What you should do:
Collect every line of the items below that contains the word "ambulance", and copy each one in full.
--- START ---
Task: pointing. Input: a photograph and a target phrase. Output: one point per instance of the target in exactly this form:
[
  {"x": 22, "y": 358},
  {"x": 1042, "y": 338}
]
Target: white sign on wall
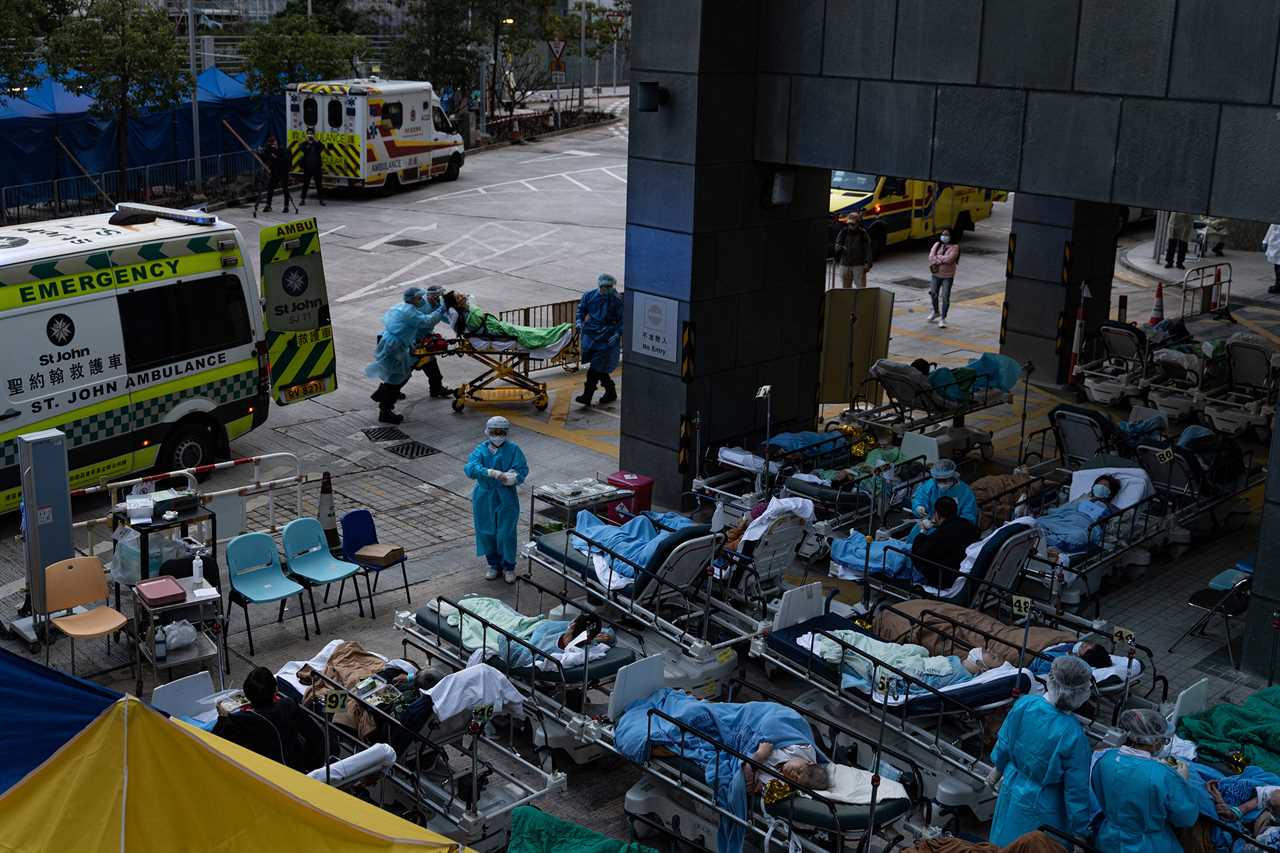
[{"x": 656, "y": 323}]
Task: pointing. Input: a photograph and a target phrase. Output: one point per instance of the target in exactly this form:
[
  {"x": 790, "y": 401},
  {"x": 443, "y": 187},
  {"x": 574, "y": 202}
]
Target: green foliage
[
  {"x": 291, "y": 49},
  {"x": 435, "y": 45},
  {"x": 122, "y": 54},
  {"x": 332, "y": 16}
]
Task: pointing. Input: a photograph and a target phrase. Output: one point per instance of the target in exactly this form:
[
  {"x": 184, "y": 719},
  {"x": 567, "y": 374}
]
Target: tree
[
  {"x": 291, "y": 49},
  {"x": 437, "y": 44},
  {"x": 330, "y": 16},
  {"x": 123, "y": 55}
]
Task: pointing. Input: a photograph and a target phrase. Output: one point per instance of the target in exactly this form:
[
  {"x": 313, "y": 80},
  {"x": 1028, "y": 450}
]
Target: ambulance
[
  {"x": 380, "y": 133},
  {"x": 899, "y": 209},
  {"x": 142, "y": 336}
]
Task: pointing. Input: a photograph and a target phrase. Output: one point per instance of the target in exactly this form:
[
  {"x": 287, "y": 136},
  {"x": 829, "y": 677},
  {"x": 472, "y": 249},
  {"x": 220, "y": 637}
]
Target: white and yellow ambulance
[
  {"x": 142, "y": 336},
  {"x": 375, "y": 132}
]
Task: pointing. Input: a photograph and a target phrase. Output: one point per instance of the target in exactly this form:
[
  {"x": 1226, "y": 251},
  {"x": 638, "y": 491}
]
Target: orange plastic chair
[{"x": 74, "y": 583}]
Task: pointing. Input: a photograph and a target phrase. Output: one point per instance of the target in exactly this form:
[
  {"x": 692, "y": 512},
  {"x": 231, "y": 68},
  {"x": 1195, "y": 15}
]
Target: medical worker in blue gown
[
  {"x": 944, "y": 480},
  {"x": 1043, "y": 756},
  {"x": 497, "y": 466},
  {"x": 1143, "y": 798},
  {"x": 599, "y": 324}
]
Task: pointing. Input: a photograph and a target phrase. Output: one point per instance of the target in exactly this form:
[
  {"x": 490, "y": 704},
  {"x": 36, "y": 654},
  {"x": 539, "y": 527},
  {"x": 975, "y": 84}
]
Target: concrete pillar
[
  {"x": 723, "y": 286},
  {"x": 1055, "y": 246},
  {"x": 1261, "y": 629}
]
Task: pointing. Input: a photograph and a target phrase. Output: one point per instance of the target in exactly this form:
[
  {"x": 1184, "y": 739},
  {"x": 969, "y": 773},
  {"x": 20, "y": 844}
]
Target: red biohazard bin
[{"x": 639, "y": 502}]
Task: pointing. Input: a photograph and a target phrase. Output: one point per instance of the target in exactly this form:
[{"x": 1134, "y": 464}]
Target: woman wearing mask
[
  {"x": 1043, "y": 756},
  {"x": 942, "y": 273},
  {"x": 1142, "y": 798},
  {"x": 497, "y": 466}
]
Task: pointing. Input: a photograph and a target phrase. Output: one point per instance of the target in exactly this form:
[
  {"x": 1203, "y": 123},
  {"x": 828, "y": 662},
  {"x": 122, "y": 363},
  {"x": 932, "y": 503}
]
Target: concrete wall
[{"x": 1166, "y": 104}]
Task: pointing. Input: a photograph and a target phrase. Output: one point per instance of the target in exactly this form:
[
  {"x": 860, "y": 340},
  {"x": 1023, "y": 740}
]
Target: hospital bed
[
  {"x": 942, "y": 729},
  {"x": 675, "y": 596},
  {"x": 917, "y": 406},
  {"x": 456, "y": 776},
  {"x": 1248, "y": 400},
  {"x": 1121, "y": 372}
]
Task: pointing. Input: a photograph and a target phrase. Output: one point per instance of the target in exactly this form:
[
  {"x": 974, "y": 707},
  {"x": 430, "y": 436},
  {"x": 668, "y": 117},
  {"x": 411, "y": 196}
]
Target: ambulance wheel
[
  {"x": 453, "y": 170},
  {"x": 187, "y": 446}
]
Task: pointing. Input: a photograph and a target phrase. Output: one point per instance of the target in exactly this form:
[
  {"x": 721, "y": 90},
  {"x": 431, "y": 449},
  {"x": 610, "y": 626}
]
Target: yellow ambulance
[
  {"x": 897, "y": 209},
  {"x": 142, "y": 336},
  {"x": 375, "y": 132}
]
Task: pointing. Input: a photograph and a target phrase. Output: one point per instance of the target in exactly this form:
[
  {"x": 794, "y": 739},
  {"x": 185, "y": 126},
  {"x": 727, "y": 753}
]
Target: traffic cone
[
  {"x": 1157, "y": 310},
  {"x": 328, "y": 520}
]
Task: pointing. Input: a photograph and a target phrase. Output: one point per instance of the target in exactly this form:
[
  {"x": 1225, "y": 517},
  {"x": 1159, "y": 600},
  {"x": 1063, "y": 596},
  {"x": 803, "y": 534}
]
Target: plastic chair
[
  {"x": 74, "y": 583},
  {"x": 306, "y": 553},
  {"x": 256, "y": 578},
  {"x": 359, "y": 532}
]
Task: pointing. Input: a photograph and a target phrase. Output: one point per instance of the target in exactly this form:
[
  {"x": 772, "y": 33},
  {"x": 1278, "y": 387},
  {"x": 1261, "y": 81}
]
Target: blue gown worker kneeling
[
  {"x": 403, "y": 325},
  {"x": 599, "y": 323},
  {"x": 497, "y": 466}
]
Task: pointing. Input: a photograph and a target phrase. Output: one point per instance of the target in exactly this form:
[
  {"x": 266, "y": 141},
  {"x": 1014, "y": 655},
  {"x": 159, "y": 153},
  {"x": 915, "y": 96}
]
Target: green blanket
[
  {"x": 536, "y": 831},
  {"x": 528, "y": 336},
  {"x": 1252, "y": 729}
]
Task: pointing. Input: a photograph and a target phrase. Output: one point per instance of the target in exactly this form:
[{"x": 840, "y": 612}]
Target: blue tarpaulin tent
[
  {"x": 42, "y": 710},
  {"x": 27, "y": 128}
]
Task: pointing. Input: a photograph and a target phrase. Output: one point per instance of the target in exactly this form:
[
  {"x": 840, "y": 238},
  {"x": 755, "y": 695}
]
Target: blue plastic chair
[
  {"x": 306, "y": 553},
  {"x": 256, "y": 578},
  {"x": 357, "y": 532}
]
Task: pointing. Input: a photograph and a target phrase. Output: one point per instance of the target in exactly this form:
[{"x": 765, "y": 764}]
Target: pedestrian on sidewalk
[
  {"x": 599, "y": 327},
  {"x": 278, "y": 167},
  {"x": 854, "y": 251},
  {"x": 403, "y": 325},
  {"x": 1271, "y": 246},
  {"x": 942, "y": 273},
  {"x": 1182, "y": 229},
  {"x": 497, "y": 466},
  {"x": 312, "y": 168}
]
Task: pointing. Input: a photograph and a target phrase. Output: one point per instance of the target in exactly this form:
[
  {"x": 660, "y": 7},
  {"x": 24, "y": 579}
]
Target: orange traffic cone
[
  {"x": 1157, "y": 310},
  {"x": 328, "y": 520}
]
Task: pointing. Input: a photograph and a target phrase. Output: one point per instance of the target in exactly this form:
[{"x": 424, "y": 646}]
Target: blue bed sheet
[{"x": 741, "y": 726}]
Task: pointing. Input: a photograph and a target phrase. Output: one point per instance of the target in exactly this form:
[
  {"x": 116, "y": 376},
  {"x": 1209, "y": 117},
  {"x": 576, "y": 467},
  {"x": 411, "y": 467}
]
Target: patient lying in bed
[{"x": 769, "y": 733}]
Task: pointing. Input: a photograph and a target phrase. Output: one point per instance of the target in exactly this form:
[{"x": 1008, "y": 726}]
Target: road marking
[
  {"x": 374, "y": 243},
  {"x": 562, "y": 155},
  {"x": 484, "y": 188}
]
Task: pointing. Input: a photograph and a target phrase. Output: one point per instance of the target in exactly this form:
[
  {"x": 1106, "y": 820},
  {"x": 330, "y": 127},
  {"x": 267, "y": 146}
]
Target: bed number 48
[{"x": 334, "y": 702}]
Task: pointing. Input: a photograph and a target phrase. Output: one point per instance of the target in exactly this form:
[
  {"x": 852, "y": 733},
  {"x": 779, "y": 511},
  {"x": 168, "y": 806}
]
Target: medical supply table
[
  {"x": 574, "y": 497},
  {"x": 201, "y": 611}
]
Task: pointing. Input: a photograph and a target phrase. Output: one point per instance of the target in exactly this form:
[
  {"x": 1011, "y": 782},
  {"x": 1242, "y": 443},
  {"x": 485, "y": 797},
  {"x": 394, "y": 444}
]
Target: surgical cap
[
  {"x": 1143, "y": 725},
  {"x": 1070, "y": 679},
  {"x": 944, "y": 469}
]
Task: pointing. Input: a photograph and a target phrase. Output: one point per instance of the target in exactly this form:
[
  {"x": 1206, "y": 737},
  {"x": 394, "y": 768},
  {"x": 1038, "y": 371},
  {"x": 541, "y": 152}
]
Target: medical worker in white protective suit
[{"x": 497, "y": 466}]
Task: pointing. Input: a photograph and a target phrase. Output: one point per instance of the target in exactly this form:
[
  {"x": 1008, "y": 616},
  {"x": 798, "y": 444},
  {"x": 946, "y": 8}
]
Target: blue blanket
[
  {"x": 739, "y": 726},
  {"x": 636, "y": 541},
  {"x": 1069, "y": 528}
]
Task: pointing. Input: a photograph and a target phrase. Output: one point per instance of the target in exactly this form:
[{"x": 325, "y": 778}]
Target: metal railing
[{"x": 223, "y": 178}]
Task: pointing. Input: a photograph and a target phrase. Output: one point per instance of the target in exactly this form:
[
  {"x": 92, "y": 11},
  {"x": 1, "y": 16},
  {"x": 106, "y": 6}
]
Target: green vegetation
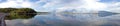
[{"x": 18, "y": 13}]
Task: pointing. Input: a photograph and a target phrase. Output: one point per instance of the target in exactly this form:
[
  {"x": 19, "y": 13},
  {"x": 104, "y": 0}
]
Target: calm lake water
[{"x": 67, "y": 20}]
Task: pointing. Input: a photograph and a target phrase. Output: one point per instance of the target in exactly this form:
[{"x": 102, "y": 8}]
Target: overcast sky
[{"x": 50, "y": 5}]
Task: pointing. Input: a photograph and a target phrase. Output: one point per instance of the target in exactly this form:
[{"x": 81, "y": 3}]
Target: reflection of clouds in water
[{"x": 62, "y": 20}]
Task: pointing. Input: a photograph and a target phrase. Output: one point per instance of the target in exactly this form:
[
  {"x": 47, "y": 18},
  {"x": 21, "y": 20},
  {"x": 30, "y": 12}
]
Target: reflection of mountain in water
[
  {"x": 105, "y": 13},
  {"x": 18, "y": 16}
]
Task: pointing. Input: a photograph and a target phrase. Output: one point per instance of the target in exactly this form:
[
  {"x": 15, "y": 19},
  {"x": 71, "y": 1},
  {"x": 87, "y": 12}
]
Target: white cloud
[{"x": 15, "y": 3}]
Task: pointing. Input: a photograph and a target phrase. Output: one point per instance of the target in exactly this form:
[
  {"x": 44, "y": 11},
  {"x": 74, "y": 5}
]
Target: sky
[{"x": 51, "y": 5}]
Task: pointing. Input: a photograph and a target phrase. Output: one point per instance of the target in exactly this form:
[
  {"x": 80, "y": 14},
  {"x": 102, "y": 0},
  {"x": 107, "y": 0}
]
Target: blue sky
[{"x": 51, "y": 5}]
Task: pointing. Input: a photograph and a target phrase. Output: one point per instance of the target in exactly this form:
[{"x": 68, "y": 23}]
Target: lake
--- END ---
Completed exercise:
Target: ambulance
Target: white and yellow ambulance
Target: ambulance wheel
Target: yellow ambulance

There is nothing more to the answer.